* [Short problem]: How many lines in the records below contain the string "roof", matching case exactly? Reply with the number alone.
--------
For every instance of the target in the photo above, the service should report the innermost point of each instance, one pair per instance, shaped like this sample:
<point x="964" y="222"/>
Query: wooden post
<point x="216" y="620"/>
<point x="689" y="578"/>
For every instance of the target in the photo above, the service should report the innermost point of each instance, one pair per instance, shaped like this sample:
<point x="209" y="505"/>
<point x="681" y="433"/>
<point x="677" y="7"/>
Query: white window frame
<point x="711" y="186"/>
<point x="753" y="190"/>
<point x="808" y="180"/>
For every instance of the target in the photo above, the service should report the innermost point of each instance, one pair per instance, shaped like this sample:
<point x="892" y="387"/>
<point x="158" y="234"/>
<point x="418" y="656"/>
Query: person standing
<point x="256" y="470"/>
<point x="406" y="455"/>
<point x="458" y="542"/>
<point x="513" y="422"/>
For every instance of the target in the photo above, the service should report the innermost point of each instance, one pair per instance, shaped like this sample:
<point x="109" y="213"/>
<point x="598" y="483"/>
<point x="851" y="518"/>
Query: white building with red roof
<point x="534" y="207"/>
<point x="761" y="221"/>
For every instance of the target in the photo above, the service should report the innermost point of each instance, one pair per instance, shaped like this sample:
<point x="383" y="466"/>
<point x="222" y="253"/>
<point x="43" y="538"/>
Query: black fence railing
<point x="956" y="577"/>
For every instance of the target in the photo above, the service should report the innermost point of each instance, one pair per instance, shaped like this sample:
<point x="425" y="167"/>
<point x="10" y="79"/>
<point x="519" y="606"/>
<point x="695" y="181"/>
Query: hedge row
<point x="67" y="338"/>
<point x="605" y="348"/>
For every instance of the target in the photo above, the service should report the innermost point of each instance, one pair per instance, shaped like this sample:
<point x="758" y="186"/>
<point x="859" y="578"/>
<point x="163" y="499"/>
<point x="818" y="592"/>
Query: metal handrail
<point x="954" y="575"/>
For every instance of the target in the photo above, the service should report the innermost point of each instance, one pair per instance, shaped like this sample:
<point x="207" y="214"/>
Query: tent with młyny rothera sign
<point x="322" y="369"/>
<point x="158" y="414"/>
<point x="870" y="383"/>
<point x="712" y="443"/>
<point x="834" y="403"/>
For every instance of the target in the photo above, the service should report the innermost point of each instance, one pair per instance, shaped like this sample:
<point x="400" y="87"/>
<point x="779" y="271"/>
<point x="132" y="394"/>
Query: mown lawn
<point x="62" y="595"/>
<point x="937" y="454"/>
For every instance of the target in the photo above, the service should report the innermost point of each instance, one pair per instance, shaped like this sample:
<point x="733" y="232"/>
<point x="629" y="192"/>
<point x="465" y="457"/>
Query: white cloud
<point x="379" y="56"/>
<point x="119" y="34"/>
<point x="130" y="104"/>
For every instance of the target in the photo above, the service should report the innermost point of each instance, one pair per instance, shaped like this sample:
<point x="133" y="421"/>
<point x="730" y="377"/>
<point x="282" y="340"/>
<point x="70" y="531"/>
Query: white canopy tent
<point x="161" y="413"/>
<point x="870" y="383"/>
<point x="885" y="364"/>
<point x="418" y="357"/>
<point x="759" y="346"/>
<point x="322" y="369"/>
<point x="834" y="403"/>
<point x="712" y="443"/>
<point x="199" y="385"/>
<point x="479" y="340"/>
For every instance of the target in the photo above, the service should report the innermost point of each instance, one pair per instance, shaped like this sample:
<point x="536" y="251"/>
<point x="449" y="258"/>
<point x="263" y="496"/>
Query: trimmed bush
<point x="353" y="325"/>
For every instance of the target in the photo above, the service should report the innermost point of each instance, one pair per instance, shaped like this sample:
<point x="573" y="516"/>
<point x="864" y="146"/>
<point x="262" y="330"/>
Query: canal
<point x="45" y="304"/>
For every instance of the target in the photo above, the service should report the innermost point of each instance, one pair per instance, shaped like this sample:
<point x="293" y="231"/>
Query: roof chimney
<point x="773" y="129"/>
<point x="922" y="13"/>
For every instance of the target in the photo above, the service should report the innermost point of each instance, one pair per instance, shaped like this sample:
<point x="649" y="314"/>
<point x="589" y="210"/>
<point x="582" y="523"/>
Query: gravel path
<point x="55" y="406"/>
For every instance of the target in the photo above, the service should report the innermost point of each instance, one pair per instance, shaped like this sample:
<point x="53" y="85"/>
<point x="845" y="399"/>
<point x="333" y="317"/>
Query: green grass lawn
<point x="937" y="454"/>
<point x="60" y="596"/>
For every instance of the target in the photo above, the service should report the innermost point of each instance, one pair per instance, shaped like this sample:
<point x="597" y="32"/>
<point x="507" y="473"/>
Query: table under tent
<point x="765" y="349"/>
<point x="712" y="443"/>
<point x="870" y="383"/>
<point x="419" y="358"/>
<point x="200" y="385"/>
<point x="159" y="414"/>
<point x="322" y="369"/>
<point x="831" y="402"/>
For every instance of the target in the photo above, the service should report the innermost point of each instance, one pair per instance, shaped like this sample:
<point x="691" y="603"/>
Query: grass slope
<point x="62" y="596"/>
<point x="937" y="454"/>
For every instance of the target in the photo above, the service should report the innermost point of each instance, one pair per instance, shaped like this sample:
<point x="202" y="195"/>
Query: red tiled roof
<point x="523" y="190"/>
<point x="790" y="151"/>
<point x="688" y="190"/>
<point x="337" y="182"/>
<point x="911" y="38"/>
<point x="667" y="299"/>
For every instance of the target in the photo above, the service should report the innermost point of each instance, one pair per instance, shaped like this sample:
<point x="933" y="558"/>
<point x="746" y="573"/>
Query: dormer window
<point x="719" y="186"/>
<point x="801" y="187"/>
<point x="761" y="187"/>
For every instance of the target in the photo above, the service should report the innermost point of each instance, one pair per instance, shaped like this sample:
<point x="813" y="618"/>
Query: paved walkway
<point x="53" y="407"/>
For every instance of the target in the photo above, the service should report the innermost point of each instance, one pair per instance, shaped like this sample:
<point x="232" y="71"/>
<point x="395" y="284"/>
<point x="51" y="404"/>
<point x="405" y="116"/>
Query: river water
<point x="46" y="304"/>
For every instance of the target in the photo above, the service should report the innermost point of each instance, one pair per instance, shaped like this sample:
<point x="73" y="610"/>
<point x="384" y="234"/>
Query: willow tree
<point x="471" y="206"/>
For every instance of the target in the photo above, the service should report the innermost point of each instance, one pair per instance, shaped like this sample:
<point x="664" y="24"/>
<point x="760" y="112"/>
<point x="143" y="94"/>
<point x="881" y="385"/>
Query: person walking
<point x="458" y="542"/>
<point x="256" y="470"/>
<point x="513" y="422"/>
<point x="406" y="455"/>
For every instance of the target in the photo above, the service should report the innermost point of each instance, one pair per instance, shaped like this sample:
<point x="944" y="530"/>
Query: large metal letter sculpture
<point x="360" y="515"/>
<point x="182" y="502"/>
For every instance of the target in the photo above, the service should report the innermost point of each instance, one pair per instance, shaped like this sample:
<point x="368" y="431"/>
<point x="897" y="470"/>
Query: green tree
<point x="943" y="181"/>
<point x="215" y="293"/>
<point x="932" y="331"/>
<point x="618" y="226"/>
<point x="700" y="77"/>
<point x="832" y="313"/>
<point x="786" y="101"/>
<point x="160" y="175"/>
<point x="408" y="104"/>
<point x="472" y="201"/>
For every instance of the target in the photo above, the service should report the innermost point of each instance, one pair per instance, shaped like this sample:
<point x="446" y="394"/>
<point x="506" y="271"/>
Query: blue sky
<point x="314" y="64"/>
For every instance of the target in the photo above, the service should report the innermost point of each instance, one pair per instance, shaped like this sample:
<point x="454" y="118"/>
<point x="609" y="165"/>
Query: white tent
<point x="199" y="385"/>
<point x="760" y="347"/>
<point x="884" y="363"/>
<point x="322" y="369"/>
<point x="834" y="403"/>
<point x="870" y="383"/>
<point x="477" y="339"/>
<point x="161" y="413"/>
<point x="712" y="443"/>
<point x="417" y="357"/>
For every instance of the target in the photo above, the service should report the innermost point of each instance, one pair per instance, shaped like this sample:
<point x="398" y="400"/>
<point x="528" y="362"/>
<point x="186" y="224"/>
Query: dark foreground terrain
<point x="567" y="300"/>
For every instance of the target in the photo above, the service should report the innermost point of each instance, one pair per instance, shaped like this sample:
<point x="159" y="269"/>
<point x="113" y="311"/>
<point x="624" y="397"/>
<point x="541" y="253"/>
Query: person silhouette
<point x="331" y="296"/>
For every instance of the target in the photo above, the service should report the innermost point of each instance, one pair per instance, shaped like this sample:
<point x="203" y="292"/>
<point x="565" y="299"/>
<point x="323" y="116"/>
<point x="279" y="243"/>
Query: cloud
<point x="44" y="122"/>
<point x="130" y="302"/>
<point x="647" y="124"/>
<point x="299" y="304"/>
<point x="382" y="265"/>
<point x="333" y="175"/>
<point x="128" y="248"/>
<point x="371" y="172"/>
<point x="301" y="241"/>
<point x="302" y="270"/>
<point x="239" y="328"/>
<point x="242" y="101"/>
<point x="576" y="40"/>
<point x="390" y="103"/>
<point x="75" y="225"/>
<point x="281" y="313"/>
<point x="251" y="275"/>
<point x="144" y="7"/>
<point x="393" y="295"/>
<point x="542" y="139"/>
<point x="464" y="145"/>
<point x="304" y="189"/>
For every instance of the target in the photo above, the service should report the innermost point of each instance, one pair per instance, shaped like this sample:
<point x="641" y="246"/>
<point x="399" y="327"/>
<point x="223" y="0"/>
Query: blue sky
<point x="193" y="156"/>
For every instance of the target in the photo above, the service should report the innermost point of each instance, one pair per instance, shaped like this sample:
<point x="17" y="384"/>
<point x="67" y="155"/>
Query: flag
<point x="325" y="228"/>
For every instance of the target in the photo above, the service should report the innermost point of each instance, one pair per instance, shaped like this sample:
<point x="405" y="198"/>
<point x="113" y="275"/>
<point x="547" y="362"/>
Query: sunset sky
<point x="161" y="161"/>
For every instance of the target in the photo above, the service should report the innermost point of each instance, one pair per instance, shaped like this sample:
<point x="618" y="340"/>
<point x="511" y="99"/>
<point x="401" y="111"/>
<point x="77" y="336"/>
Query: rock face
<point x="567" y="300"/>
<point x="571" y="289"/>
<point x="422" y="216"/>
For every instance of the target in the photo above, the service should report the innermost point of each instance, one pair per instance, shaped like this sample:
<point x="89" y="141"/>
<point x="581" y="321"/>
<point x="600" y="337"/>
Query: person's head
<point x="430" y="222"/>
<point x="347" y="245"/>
--------
* [Complete answer]: 3